(Items from a pointing dataset)
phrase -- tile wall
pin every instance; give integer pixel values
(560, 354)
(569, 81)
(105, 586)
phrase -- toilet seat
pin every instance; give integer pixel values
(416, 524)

▶ _Stated exercise_: Can you write out every line of the items above again, requests included, but shift each coordinate in the answers up by 111?

▶ _Written response_:
phrase -- tile wall
pin every instance; give integer pixel values
(671, 465)
(680, 192)
(216, 697)
phrase -- toilet seat
pin every instance; give integer pixel values
(527, 635)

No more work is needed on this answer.